### What needs to be done
Starting at the line with "Habitat-census task: mark the ceiling", repeat every line exactly until the records end, including the last one.

### Extracted data ###

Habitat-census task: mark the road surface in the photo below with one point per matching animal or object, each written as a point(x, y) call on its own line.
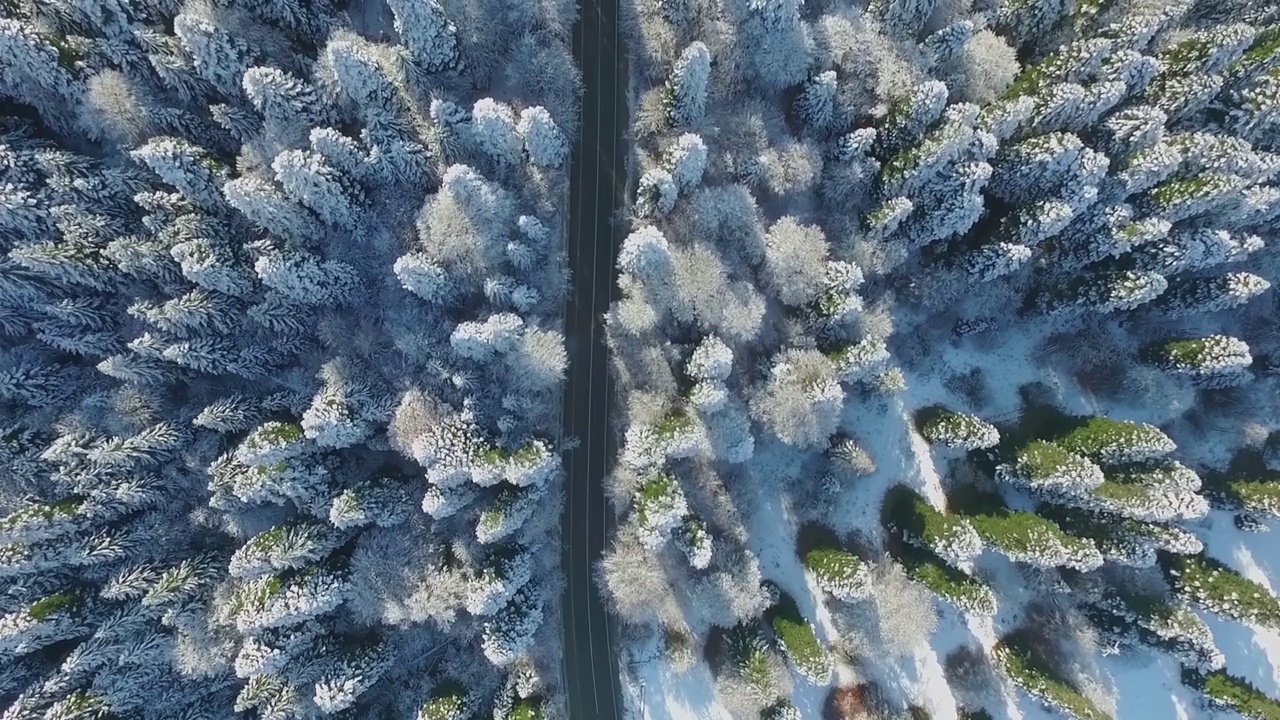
point(597, 188)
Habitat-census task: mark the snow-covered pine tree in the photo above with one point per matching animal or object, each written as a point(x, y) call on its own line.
point(839, 572)
point(1215, 587)
point(426, 31)
point(955, 429)
point(1210, 294)
point(688, 87)
point(1208, 361)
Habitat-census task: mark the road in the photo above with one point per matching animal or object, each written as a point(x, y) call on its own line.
point(597, 188)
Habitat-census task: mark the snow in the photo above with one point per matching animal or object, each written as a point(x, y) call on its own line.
point(1133, 684)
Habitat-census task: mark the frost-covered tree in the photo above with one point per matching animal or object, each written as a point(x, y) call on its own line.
point(1211, 294)
point(307, 178)
point(1215, 587)
point(496, 132)
point(801, 400)
point(947, 536)
point(186, 167)
point(544, 142)
point(659, 509)
point(839, 572)
point(775, 40)
point(1116, 441)
point(688, 87)
point(1210, 361)
point(956, 429)
point(1046, 466)
point(428, 33)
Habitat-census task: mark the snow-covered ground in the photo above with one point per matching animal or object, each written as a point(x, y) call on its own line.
point(1130, 684)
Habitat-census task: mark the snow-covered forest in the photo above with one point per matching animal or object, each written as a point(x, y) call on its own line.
point(949, 361)
point(282, 288)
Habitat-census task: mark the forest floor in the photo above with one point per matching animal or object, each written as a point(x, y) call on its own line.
point(597, 190)
point(1130, 684)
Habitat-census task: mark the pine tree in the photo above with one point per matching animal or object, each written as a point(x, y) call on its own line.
point(659, 507)
point(686, 89)
point(775, 40)
point(956, 429)
point(840, 573)
point(904, 17)
point(307, 178)
point(1255, 496)
point(1109, 442)
point(694, 540)
point(656, 194)
point(1237, 693)
point(507, 513)
point(688, 162)
point(1025, 537)
point(494, 131)
point(186, 167)
point(37, 73)
point(544, 142)
point(1107, 292)
point(1211, 294)
point(355, 673)
point(498, 579)
point(947, 536)
point(428, 32)
point(819, 104)
point(268, 208)
point(511, 630)
point(798, 642)
point(909, 118)
point(449, 701)
point(1210, 361)
point(1048, 468)
point(382, 502)
point(218, 57)
point(284, 547)
point(1215, 587)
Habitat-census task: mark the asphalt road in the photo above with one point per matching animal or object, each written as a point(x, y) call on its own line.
point(597, 188)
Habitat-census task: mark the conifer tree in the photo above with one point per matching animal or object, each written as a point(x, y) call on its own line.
point(426, 31)
point(686, 90)
point(956, 429)
point(1210, 361)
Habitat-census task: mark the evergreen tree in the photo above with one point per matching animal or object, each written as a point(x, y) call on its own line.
point(1211, 294)
point(840, 573)
point(947, 536)
point(686, 90)
point(956, 429)
point(1116, 441)
point(1210, 361)
point(1215, 587)
point(426, 32)
point(1051, 469)
point(544, 142)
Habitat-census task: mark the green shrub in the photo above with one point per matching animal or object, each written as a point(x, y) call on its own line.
point(1025, 537)
point(749, 656)
point(949, 583)
point(1260, 496)
point(1107, 441)
point(1217, 588)
point(839, 572)
point(950, 537)
point(798, 642)
point(1034, 675)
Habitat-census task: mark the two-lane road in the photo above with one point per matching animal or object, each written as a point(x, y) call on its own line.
point(597, 190)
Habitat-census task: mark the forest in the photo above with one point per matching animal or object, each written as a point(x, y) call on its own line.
point(947, 360)
point(280, 358)
point(944, 351)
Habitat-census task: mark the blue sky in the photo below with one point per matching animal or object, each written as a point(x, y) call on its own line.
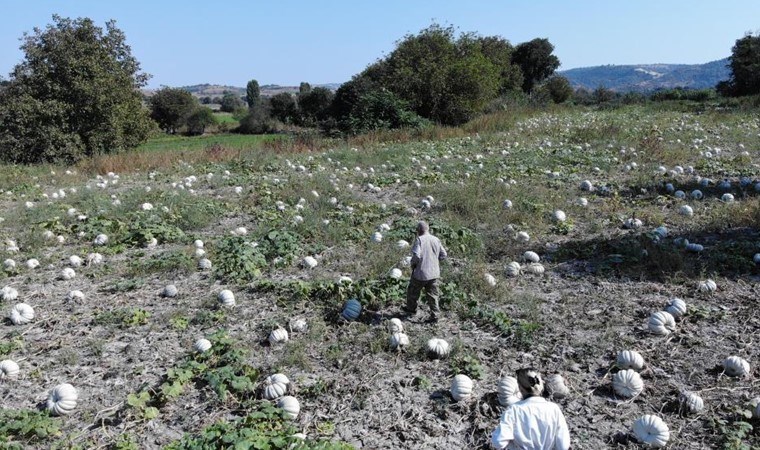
point(285, 42)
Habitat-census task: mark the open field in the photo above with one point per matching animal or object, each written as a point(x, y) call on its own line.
point(128, 349)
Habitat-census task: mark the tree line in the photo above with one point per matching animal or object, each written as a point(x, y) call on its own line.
point(76, 93)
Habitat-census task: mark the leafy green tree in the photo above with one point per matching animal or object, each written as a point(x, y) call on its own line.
point(536, 61)
point(252, 94)
point(230, 102)
point(283, 107)
point(75, 94)
point(314, 105)
point(199, 119)
point(559, 89)
point(744, 63)
point(171, 107)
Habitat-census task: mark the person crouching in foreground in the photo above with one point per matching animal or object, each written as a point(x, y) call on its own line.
point(427, 251)
point(533, 423)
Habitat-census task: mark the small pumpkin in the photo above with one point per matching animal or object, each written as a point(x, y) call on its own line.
point(278, 336)
point(676, 307)
point(395, 325)
point(275, 386)
point(9, 293)
point(662, 323)
point(299, 325)
point(627, 383)
point(227, 298)
point(62, 399)
point(508, 391)
point(535, 269)
point(651, 431)
point(461, 387)
point(555, 386)
point(438, 347)
point(399, 340)
point(169, 291)
point(530, 257)
point(290, 405)
point(513, 269)
point(707, 286)
point(351, 310)
point(309, 262)
point(630, 359)
point(691, 402)
point(202, 345)
point(21, 314)
point(8, 369)
point(736, 366)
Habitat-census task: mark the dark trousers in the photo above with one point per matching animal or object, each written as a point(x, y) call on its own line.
point(432, 293)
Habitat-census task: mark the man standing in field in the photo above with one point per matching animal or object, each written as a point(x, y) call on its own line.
point(427, 251)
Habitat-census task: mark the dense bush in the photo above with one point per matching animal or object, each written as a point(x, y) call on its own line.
point(75, 94)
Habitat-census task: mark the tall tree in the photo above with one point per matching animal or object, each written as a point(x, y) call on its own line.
point(252, 94)
point(744, 63)
point(171, 107)
point(75, 94)
point(536, 61)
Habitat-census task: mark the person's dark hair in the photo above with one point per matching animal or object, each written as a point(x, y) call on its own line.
point(422, 227)
point(530, 382)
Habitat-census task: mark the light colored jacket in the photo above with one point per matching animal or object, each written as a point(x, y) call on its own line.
point(532, 424)
point(427, 251)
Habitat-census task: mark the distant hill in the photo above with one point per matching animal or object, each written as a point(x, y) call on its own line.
point(267, 90)
point(648, 77)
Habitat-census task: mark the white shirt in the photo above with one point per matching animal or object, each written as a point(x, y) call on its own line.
point(532, 424)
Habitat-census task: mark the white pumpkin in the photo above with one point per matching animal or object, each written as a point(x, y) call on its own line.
point(555, 386)
point(399, 340)
point(21, 314)
point(62, 399)
point(707, 286)
point(735, 366)
point(9, 293)
point(691, 402)
point(227, 298)
point(299, 325)
point(627, 383)
point(513, 269)
point(651, 431)
point(169, 291)
point(278, 336)
point(309, 262)
point(290, 405)
point(8, 369)
point(676, 307)
point(75, 295)
point(395, 325)
point(461, 387)
point(534, 268)
point(530, 256)
point(438, 347)
point(508, 391)
point(275, 386)
point(351, 310)
point(202, 345)
point(662, 323)
point(630, 359)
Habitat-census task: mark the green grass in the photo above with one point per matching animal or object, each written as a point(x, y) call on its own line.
point(188, 143)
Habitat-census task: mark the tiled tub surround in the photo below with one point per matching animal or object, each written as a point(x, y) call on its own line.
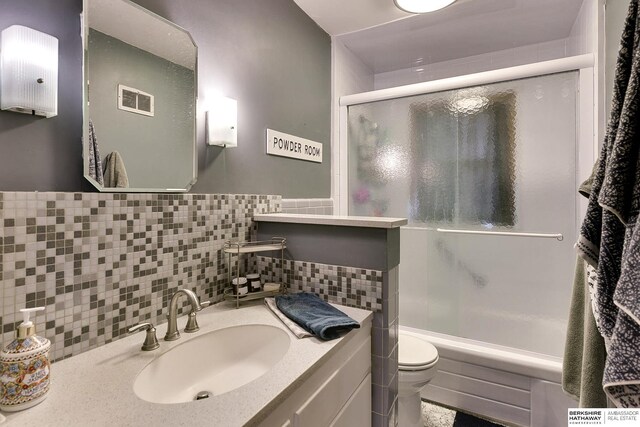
point(352, 261)
point(101, 262)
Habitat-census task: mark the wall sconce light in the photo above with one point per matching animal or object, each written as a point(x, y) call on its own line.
point(28, 71)
point(222, 122)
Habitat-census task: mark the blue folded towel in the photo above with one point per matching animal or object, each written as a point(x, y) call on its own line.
point(315, 315)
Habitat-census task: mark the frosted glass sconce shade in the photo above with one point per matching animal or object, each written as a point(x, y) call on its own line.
point(422, 6)
point(222, 122)
point(28, 71)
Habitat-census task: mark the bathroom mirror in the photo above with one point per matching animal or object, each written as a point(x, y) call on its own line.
point(140, 88)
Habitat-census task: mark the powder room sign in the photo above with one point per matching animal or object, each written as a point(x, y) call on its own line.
point(285, 145)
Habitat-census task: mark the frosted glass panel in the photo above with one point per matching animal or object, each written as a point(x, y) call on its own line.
point(500, 157)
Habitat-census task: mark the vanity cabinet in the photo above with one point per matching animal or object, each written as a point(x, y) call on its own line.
point(336, 393)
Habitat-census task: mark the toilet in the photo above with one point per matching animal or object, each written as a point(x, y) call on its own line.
point(417, 359)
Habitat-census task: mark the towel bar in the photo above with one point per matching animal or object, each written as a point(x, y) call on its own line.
point(557, 236)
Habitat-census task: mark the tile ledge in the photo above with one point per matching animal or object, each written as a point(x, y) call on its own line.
point(337, 220)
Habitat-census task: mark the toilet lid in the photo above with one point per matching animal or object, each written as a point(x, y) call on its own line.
point(413, 351)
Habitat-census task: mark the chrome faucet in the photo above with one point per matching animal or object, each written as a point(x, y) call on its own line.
point(172, 328)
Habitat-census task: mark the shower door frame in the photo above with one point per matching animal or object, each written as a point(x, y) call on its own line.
point(586, 111)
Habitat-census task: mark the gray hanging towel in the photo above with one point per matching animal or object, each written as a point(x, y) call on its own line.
point(584, 352)
point(115, 174)
point(95, 163)
point(609, 237)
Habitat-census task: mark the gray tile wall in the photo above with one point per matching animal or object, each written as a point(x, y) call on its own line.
point(101, 262)
point(350, 286)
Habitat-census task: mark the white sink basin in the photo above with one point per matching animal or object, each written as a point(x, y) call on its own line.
point(215, 362)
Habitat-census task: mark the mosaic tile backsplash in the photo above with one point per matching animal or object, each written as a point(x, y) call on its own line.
point(350, 286)
point(101, 262)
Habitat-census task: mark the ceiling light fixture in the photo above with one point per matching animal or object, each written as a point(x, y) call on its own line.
point(422, 6)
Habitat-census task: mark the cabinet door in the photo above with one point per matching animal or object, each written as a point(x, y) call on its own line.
point(357, 411)
point(323, 405)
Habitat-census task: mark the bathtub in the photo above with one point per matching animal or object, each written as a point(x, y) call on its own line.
point(508, 385)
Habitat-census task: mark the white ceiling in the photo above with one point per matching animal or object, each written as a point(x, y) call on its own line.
point(387, 39)
point(344, 16)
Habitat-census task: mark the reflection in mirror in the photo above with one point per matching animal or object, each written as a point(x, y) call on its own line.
point(140, 100)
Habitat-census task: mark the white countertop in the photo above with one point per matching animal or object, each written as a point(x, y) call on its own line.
point(349, 221)
point(96, 387)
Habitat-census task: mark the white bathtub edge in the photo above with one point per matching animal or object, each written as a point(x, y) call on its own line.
point(529, 364)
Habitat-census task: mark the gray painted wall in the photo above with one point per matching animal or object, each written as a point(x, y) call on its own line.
point(615, 14)
point(158, 150)
point(267, 54)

###

### Solution
Habitat-census task: mark the ceiling light fixture in the photo above with one point per matching animal or object, each written as a point(x, y) call on its own line.
point(422, 6)
Habitat-census task: mark the cabinet door in the photo above with one point per matching animal or object, each written as a point(x, y) call on its own line.
point(357, 411)
point(323, 405)
Habitat-census task: mark the bathtub in the photo above with one point per matching animal or object, each written as a point(x, y) call on its own line.
point(508, 385)
Habitat-census task: mark the white ceiling in the photo above with one point per matching animal or object, each written as a point(x, y) call on its own line.
point(387, 39)
point(344, 16)
Habitat-census task: mark the reflection in mirror in the photo above with one point per matching animal or object, each written as a point(x, y) call on its own line.
point(140, 100)
Habitat-census task: mark the white countertop in the photo above with one point per matching animal or object, each written as a point(x, y) call on its own line.
point(349, 221)
point(96, 387)
Habitat-census task: mark the white bathtub edge in the photo above with one point per matching animal or object, each written as a point(x, y) call on its own line.
point(529, 364)
Habitat-census task: mark the gray painted wall in the photo above with one point per matching animal or object, each written as a point(x, y) call on its own line.
point(615, 14)
point(158, 150)
point(267, 54)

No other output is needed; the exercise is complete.